= Extracted data =
****

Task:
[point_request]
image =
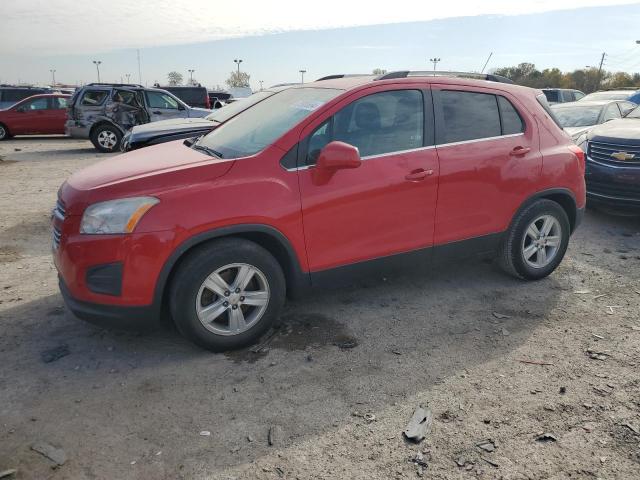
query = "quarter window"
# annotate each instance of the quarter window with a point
(511, 120)
(93, 98)
(469, 116)
(376, 124)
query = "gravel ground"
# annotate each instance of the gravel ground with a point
(340, 379)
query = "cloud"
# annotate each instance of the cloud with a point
(38, 27)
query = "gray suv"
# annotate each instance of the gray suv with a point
(103, 112)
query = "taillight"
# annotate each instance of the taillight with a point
(577, 151)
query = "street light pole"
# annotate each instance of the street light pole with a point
(97, 64)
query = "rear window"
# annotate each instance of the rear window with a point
(469, 116)
(93, 97)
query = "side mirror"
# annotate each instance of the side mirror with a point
(335, 156)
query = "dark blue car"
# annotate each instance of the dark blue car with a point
(613, 163)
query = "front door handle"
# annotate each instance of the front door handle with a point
(518, 151)
(418, 175)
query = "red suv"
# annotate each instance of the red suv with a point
(311, 185)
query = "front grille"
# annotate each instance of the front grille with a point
(601, 152)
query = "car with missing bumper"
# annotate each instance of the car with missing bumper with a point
(317, 184)
(103, 112)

****

= Requirement =
Put every line of the entries above into a Markdown table with the columns Row and Line, numbering the rows and skipping blank lines. Leave out the pictures.

= Full response =
| Row | Line |
|---|---|
| 1 | Task: |
| 2 | [point_request] |
| 3 | image = |
| 4 | query = "quarter window" |
| 5 | # annotate each instance of the quarter window with a point |
| 6 | (511, 120) |
| 7 | (93, 98) |
| 8 | (469, 116) |
| 9 | (376, 124) |
| 10 | query = "gravel ground" |
| 11 | # annotate each instance of the gravel ground with a point |
| 12 | (340, 379) |
| 13 | query = "cloud" |
| 14 | # annotate each instance of the cloud with a point |
| 15 | (38, 27) |
| 16 | query = "gray suv" |
| 17 | # annotate each instance of the gray suv with a point |
| 18 | (103, 112) |
| 19 | query = "taillight" |
| 20 | # annotate each instance of the taillight with a point |
| 21 | (577, 151) |
| 22 | query = "street light pole" |
| 23 | # annotate each instance of the street light pole with a point |
| 24 | (97, 64) |
| 25 | query = "rear window" |
| 26 | # annotate each instance of the rear window with a point |
| 27 | (469, 116) |
| 28 | (93, 97) |
| 29 | query = "side mirror" |
| 30 | # annotate each instance of the side mirror with a point |
| 31 | (335, 156) |
| 32 | query = "dark blue car" |
| 33 | # annotate each instance of the dark blue car with a point |
| 34 | (613, 163) |
| 35 | query = "front door handle" |
| 36 | # annotate each instance of the front door handle with a point |
| 37 | (518, 151) |
| 38 | (418, 175) |
| 39 | query = "red suv" |
| 40 | # annotate each instance of the red suv with a point |
| 41 | (311, 185) |
| 42 | query = "front grille" |
| 43 | # annotate each instance of the front grille with a point |
| 44 | (601, 152) |
| 45 | query = "car with missing bumper" |
| 46 | # annotate each instance of the car with missing bumper with a point |
| 47 | (317, 184) |
| 48 | (103, 112) |